## start Extract to read

DC Retroactive is a line of one-shot comic book issues published by DC Comics. It revisited periods (grouped by decades) of the company's main characters: Batman, Superman, Wonder Woman, Green Lantern, the Justice League, and the Flash. These comics were published with cover dates of September and October 2011. The DC Retroactive comic books followed the Flashpoint event and were launched just before The New 52 line wherein DC titles were relaunched starting from #1.

Publication history
The one-shots featured different characters with a nostalgic version of their most representative decades. DC brought back some of the most relevant creative teams in the history of its main characters. Dennis O'Neil wrote Batman during the 1970s, as well as working with artist Mike Grell on the mid-1970s version of Green Lantern.

## end Extract to read
## start Data listing

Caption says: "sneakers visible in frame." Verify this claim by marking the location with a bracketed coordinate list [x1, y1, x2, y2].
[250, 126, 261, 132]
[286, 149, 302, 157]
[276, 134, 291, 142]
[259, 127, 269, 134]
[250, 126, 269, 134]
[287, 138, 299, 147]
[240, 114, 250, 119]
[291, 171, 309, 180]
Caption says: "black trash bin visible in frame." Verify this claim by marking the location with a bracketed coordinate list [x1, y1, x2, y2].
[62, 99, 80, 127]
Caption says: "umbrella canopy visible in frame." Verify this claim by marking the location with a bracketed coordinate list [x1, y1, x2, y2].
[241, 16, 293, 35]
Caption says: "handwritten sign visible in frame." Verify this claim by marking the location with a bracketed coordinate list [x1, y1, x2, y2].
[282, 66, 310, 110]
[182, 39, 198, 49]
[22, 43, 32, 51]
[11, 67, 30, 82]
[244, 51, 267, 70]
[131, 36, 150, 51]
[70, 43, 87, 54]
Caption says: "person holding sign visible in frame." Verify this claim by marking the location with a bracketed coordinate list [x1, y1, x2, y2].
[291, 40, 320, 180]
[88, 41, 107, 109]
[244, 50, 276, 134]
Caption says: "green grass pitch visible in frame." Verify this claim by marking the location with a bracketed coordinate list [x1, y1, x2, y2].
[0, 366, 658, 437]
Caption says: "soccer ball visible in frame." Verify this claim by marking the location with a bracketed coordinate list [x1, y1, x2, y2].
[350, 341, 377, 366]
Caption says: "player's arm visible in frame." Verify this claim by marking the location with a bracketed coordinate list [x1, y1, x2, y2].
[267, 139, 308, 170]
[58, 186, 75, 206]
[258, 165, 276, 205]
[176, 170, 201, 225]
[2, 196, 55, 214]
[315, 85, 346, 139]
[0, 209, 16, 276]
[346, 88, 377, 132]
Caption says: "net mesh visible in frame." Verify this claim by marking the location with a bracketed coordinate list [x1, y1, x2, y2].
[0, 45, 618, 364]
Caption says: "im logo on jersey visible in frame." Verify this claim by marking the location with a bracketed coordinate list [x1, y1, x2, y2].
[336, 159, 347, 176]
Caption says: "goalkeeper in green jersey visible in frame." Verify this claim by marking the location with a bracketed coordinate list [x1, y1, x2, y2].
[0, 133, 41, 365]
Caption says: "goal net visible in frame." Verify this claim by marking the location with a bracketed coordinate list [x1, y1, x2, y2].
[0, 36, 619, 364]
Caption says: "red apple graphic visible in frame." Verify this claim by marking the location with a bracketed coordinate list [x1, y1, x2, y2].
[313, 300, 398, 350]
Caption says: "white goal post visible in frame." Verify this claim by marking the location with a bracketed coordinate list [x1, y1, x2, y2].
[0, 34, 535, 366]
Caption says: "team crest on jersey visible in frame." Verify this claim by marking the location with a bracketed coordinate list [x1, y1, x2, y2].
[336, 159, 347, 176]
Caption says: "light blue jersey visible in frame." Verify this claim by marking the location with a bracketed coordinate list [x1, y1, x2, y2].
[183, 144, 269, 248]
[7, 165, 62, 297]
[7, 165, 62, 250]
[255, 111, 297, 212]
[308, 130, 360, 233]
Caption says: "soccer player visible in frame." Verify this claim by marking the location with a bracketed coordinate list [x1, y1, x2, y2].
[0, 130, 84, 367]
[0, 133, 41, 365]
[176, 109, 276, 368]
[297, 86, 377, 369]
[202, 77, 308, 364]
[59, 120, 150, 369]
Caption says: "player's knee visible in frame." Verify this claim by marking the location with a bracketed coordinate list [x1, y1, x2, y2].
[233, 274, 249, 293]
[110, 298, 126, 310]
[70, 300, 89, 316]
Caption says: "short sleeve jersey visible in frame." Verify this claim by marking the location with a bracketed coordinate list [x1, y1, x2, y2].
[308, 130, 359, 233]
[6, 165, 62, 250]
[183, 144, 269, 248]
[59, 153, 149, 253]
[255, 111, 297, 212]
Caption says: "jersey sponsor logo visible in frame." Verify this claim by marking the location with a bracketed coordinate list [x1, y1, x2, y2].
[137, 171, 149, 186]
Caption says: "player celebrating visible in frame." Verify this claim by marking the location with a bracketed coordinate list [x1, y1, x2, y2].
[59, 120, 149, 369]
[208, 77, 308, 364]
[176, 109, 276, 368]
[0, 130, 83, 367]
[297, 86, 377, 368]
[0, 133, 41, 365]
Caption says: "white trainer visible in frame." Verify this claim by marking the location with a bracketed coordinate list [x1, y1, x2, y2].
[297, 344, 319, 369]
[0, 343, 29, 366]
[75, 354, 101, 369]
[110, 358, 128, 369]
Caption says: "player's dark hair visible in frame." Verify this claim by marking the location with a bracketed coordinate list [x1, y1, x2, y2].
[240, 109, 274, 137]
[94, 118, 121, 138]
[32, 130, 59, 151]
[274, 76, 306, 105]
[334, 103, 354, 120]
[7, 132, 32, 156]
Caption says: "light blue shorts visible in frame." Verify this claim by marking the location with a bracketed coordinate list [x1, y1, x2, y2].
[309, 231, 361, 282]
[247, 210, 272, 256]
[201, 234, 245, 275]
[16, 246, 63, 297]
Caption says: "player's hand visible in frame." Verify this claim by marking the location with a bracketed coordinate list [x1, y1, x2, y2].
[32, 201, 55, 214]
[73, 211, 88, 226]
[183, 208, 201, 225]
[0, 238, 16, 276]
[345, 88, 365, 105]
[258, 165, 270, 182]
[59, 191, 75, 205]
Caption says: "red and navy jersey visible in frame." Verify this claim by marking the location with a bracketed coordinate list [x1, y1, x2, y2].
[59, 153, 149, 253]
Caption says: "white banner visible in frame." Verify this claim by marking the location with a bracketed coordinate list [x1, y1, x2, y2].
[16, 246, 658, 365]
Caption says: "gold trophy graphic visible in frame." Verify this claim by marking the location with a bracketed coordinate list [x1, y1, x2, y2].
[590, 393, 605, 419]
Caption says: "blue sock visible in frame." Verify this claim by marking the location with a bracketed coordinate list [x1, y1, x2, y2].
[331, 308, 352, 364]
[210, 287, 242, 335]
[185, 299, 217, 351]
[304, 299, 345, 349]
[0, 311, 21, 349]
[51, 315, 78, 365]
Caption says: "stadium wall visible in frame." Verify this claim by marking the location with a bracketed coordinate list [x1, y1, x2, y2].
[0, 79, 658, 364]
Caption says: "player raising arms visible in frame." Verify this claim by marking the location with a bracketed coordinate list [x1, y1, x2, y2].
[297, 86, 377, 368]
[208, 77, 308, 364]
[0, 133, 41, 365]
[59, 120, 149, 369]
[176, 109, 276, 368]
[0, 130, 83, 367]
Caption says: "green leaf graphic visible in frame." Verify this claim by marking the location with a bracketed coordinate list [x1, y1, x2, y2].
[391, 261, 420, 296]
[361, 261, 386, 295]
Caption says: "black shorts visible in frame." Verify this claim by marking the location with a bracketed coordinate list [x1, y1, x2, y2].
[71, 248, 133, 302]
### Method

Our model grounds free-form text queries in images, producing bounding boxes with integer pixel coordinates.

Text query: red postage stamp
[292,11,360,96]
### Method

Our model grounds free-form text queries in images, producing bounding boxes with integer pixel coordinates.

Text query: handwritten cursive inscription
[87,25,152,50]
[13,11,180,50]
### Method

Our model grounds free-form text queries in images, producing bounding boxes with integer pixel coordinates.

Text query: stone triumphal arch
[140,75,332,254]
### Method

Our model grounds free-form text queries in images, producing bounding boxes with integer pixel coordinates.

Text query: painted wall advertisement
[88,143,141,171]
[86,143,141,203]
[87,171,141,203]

## end Data listing

= Aim =
In the DC Retroactive text, what qualifies Dennis O'Neil as one of the creative figures DC brought back for the one-shots?

= Reply to the exercise =
DC brought back some of the most relevant creative teams in the history of its main characters. Dennis O'Neil fits because he wrote Batman during the 1970s and worked with artist Mike Grell on the mid-1970s version of Green Lantern.